▸ **MATERIALS PROVIDED**:

* begin *

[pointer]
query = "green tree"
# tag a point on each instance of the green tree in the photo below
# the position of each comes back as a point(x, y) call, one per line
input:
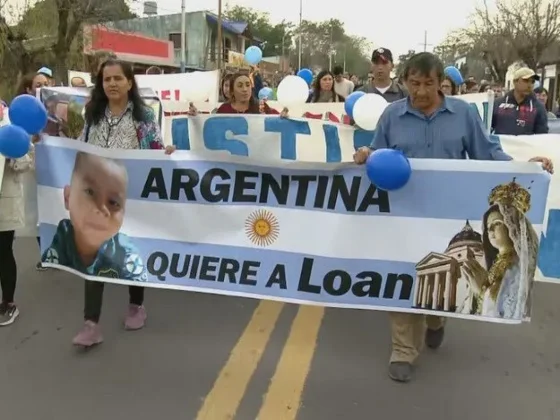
point(51, 29)
point(518, 30)
point(326, 44)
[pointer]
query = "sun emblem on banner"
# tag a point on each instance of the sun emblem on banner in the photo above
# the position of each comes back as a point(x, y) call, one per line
point(262, 228)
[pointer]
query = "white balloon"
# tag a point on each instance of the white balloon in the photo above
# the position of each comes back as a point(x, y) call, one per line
point(368, 109)
point(292, 90)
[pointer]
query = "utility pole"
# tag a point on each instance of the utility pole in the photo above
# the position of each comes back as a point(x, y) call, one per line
point(220, 43)
point(183, 37)
point(300, 22)
point(330, 52)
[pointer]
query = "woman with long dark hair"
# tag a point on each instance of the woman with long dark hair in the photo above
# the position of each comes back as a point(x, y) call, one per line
point(242, 101)
point(323, 89)
point(116, 118)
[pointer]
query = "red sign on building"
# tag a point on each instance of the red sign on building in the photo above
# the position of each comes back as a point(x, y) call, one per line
point(128, 46)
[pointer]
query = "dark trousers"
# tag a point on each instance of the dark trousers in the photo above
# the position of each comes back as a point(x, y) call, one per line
point(94, 299)
point(8, 268)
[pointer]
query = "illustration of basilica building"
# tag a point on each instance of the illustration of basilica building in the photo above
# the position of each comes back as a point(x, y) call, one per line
point(439, 284)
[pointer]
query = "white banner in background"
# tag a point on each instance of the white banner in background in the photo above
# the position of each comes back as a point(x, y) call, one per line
point(197, 86)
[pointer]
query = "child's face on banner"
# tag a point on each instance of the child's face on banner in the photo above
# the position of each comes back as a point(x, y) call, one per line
point(96, 200)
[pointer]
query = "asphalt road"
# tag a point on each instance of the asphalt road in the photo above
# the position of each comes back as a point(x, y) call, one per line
point(216, 358)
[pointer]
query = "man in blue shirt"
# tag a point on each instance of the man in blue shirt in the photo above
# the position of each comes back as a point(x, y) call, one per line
point(428, 125)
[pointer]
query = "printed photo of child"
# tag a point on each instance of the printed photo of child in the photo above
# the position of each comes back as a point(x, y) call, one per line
point(90, 241)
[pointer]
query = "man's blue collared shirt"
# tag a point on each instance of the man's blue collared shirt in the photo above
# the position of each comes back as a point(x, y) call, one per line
point(454, 131)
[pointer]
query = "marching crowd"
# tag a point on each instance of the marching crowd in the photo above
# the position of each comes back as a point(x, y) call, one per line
point(422, 98)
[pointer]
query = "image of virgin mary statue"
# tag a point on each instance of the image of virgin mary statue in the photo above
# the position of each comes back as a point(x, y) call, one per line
point(503, 288)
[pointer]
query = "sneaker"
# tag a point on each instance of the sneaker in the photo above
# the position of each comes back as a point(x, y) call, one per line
point(135, 318)
point(8, 314)
point(400, 371)
point(89, 335)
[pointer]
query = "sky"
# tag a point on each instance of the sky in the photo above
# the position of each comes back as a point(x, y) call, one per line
point(399, 33)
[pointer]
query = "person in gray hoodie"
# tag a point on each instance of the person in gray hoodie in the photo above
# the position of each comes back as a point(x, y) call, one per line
point(519, 112)
point(382, 84)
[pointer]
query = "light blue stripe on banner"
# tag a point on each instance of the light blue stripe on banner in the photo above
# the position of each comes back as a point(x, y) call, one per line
point(456, 197)
point(304, 277)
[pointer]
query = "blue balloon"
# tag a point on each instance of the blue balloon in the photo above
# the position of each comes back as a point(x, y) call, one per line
point(454, 74)
point(388, 169)
point(14, 141)
point(266, 93)
point(253, 55)
point(27, 112)
point(350, 101)
point(306, 75)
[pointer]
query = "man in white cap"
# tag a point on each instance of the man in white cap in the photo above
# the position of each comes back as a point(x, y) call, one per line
point(519, 112)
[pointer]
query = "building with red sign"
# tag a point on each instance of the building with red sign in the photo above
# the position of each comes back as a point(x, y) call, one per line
point(141, 50)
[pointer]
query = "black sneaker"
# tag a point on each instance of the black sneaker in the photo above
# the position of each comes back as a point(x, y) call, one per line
point(8, 314)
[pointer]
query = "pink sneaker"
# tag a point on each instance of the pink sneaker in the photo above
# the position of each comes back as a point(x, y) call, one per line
point(89, 335)
point(135, 318)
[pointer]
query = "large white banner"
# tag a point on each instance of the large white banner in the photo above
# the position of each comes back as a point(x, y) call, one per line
point(310, 233)
point(334, 112)
point(198, 86)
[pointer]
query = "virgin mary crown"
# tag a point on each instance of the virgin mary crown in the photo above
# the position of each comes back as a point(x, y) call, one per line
point(511, 194)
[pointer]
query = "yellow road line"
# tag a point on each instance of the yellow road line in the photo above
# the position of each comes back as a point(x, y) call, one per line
point(223, 400)
point(283, 398)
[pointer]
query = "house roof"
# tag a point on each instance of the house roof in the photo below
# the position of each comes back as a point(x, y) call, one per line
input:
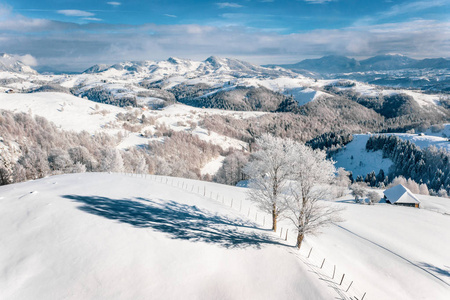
point(400, 194)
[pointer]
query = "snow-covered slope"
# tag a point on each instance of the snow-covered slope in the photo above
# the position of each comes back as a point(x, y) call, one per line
point(150, 82)
point(65, 110)
point(354, 156)
point(91, 236)
point(74, 113)
point(107, 236)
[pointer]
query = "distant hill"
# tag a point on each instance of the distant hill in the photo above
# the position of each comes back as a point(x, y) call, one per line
point(342, 64)
point(9, 63)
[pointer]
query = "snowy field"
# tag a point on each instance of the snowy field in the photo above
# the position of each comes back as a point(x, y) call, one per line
point(69, 112)
point(354, 157)
point(97, 236)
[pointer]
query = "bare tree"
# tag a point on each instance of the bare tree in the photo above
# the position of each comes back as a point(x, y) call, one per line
point(358, 191)
point(374, 197)
point(311, 169)
point(269, 171)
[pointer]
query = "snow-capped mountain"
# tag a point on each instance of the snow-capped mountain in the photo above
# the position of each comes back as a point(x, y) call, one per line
point(387, 62)
point(342, 64)
point(178, 67)
point(10, 63)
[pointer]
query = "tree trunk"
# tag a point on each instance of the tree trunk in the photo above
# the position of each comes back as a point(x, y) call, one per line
point(274, 218)
point(300, 237)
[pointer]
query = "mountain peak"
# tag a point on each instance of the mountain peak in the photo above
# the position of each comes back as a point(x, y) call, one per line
point(12, 63)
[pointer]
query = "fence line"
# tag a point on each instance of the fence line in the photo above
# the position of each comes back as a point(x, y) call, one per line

* end *

▸ **WHAT YOU ARE ASKED TO DO**: Pull out every line of the material above that contains the string "covered", copying each one whole and in its original order.

▸ **EXERCISE ANSWER**:
query = "snow-covered slope"
# tag a point on each instance of the snow-covered slope in the photo above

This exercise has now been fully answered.